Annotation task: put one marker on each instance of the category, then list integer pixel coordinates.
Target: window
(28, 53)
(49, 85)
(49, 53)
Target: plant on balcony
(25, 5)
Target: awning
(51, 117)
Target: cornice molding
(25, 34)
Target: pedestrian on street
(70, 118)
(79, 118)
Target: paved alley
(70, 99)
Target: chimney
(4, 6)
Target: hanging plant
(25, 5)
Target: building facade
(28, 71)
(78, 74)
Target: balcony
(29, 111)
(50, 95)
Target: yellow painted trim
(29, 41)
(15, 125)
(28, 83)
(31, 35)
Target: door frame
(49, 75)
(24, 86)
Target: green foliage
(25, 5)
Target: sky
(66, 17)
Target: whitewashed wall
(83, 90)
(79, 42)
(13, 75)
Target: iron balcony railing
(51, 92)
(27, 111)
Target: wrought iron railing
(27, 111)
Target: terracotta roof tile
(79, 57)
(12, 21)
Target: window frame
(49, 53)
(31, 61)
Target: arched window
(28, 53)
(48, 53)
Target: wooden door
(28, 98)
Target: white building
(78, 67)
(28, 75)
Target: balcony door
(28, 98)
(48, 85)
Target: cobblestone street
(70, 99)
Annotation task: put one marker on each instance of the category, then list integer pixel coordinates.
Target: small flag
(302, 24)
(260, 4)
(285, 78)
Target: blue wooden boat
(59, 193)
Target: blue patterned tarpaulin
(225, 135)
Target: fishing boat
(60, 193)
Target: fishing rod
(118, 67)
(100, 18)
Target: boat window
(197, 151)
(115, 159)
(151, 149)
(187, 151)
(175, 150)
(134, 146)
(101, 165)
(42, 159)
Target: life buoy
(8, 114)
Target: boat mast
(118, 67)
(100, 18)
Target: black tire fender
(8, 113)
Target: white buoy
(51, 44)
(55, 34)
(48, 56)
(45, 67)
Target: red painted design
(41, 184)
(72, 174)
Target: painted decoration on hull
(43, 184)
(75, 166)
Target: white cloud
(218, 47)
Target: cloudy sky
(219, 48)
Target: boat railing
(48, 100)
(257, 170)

-=-=-=-=-

| Work task |
In full and word for word, repeat the records.

| Finished task |
Annotation task: put one marker on each instance of the category, then list integer pixel coordinates.
Target: window
(28, 53)
(49, 85)
(49, 53)
Target: plant on balcony
(25, 5)
Target: awning
(51, 117)
Target: cornice molding
(25, 34)
Target: pedestrian on street
(70, 118)
(79, 118)
Target: paved alley
(70, 99)
Target: chimney
(4, 6)
Target: hanging plant
(25, 5)
Target: building facade
(28, 71)
(78, 74)
Target: balcony
(29, 111)
(50, 95)
Target: yellow painted trim
(29, 41)
(15, 125)
(28, 83)
(31, 35)
Target: door frame
(49, 75)
(24, 86)
Target: green foliage
(25, 5)
Target: sky
(66, 17)
Target: whitewashed wall
(83, 90)
(79, 42)
(13, 75)
Target: iron balcony railing
(51, 92)
(27, 111)
Target: wrought iron railing
(27, 111)
Target: terracotta roof tile
(79, 57)
(12, 21)
Target: window frame
(49, 53)
(31, 61)
Target: arched window
(28, 53)
(48, 53)
Target: wooden door
(28, 98)
Target: white building
(78, 67)
(28, 75)
Target: balcony door
(28, 98)
(48, 85)
Target: cobblestone street
(70, 99)
Annotation task: put one marker on each instance of the category, then list integer pixel coordinates.
Target: small flag
(302, 24)
(260, 4)
(285, 78)
Target: blue wooden boat
(59, 193)
Target: blue patterned tarpaulin
(225, 135)
Target: fishing boat
(60, 193)
Target: fishing rod
(118, 67)
(100, 18)
Target: boat window
(197, 151)
(115, 159)
(151, 149)
(187, 151)
(175, 150)
(134, 146)
(101, 165)
(42, 159)
Target: life buoy
(8, 114)
Target: boat mast
(118, 67)
(100, 18)
Target: black tire fender
(8, 113)
Target: white buoy
(51, 44)
(55, 34)
(48, 56)
(45, 67)
Target: red painted design
(41, 184)
(72, 174)
Target: painted decoration on hull
(43, 184)
(75, 166)
Target: white cloud
(218, 47)
Target: cloudy sky
(219, 48)
Target: boat railing
(48, 100)
(257, 170)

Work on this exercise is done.